> **REQUISITO A**
Reescreva o trecho sobre a EGR começando em "JC - Acredita" e indo até "forma como está.", trocando "EGR" por "empresa".

★ ★ ★ ★ ★

JC - Acredita que a EGR pode ser esvaziada pelo próximo governo?
João Victor - A EGR está em uma circunstância bem diferenciada do que na época da implementação. As comunidades percebem as vantagens em ter um sistema mais barato e com esse volume de investimento e isso ajuda a consolidar o papel da EGR. Vejo com dificuldades se o próximo governo quiser extinguir a EGR ou mudar seu papel, porque 80% do que ela arrecada vai para investimentos e 20% são impostos e taxas, ao contrário das empresas privadas que têm que dividir lucros com acionistas. Ela tem que ser mantida na forma como está.
JC - Nas reuniões de transição de governo, como estão os debates sobre a secretaria e as obras em andamento?

★ ★ ★ ★ ★

> **REQUISITO B**
Por favor, informe todas as linhas dos registros que contêm a palavra "palm", copiando cada uma delas.

> **MATERIAL**

★ ★ ★ ★ ★

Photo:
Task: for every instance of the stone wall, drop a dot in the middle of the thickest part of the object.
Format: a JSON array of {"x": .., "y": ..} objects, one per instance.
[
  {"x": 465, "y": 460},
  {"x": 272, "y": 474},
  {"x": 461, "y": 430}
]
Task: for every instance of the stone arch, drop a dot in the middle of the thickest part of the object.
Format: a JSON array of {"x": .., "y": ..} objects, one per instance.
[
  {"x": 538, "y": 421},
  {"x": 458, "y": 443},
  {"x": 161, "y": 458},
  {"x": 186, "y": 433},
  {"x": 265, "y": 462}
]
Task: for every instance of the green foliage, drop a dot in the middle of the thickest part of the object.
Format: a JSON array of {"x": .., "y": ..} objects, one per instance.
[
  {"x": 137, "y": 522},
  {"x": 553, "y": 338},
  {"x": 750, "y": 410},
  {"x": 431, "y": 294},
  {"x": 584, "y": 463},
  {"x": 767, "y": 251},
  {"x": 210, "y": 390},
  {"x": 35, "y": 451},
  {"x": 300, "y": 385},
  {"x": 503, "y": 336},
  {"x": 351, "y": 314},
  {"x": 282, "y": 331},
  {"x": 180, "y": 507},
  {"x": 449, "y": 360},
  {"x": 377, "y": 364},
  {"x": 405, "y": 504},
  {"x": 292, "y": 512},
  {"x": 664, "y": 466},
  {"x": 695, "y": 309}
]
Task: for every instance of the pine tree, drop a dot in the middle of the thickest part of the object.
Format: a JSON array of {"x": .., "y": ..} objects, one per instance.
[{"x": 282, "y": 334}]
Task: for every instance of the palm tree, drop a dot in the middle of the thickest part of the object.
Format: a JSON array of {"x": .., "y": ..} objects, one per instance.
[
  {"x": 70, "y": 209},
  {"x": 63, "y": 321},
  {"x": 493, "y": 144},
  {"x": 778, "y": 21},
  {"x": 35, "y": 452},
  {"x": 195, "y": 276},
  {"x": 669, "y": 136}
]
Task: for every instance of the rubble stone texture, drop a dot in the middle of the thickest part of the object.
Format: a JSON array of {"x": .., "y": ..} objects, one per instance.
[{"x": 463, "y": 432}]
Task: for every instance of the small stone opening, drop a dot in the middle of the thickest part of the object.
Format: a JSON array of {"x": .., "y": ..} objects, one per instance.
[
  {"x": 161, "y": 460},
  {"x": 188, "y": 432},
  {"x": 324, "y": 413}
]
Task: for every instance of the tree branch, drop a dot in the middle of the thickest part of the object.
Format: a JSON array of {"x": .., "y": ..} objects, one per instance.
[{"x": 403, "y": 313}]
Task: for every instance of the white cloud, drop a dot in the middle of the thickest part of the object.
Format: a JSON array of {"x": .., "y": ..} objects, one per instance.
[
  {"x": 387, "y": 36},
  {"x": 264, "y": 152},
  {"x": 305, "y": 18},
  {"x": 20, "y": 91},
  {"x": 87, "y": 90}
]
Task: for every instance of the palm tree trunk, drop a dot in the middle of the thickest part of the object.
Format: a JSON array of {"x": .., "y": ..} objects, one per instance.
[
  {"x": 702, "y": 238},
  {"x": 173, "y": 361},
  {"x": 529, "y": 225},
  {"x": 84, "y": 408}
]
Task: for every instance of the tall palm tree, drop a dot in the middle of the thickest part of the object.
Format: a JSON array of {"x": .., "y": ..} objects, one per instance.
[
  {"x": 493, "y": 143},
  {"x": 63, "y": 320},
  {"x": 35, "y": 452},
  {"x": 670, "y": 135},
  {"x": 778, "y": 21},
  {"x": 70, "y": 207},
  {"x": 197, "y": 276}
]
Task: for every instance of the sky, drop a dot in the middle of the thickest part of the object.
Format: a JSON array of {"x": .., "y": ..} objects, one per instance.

★ ★ ★ ★ ★

> **RESPOSTA ESCRITA A**
JC - Acredita que a empresa pode ser esvaziada pelo próximo governo?
João Victor - A empresa está em uma circunstância bem diferenciada do que na época da implementação. As comunidades percebem as vantagens em ter um sistema mais barato e com esse volume de investimento e isso ajuda a consolidar o papel da empresa. Vejo com dificuldades se o próximo governo quiser extinguir a empresa ou mudar seu papel, porque 80% do que ela arrecada vai para investimentos e 20% são impostos e taxas, ao contrário das empresas privadas que têm que dividir lucros com acionistas. Ela tem que ser mantida na forma como está.

> **RESPOSTA ESCRITA B**
Task: for every instance of the palm tree, drop a dot in the middle of the thickest part of the object.
Task: for every instance of the palm tree trunk, drop a dot in the middle of the thickest part of the object.
Task: for every instance of the tall palm tree, drop a dot in the middle of the thickest part of the object.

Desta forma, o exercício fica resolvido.